▶ [TEXT PASSAGE]:
>>>>
In 2021, the U.S. real gross domestic product (GDP) grew 5.7 percent marking the highest full-year growth since 1984. However, as the effect of the federal stimulus wanes and ongoing geopolitical tensions persist, we expect economic growth to be slower in 2022. The labor market continues to recover at a strong pace with the unemployment rate decreasing to 3.6 percent in March, very close to pre-pandemic levels. The U.S. economy also added 431,000 nonfarm payroll jobs in March. Although job openings remain at a record high of 11.3 million, nonfarm employment is down 1.6 million from pre-pandemic levels.
<<<<
▶ [TASK OBJECTIVE]: State whether each statement agrees with the passage on the U.S. economy, answering yes or no and quoting the words of the passage that decide it. 1. The unemployment rate fell to 3.6 percent in March. 2. Nonfarm employment is now above its pre-pandemic level. 3. Real GDP growth in 2021 was the highest full-year growth since 1984. The rows after this point are separate material with no connection to the passage on the U.S. economy.

▶ [MATERIAL SHOWN]:
>>>>
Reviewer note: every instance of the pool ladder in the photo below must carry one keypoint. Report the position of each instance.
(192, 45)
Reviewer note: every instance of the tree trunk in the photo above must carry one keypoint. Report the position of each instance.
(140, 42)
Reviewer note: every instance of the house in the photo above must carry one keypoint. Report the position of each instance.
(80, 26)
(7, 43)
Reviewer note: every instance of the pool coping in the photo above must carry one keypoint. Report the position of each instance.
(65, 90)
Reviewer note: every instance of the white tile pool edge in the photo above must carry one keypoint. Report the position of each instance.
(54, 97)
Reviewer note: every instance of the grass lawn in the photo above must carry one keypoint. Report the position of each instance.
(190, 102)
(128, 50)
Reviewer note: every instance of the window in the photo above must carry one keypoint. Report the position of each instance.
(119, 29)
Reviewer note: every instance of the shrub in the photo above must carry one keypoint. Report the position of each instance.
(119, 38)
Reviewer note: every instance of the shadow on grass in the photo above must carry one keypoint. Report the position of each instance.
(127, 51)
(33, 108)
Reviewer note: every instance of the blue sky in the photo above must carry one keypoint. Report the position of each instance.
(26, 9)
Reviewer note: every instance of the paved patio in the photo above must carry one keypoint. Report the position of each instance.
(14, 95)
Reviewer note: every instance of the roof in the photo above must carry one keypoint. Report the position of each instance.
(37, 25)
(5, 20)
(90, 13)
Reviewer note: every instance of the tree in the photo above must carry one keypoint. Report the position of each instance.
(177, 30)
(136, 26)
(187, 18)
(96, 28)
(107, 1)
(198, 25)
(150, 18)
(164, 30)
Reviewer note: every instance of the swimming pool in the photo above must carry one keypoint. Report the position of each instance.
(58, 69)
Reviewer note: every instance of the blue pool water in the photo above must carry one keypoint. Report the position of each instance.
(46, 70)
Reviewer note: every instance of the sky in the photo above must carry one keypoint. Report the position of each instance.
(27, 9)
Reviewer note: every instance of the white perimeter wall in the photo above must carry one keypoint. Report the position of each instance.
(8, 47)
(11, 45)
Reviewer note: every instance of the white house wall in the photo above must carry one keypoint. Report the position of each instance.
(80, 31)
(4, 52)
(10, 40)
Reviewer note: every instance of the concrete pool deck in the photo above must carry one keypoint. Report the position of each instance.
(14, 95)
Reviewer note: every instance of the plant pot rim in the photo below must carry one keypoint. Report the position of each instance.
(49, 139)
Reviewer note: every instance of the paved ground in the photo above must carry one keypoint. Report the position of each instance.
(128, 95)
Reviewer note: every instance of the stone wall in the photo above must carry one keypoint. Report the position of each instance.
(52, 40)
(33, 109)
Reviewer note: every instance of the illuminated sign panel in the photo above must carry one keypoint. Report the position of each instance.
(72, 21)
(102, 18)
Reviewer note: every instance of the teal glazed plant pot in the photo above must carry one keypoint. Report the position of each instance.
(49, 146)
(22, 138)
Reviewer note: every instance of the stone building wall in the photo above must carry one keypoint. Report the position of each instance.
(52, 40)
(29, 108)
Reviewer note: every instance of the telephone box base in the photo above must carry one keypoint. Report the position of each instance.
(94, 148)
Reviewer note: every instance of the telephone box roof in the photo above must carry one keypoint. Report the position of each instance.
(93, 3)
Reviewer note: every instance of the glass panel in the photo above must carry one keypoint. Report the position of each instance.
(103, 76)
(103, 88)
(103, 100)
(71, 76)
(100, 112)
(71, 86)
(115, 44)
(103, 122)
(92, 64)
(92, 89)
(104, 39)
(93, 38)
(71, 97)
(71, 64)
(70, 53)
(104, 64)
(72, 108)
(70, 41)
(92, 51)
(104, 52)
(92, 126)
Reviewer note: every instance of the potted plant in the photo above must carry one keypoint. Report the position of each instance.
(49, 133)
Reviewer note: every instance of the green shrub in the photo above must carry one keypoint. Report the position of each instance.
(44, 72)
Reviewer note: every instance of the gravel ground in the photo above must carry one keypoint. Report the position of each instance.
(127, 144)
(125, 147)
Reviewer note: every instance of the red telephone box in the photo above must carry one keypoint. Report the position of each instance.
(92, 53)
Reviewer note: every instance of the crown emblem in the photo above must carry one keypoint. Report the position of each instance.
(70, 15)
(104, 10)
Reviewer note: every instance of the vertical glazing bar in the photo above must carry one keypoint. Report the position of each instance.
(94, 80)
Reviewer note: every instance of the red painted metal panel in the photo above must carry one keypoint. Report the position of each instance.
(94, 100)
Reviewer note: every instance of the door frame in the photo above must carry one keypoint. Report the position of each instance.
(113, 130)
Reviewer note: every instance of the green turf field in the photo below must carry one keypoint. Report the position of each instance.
<<<<
▶ [WRITTEN ANSWER]:
1. Yes: "the unemployment rate decreasing to 3.6 percent in March"
2. No: "nonfarm employment is down 1.6 million from pre-pandemic levels"
3. Yes: "marking the highest full-year growth since 1984"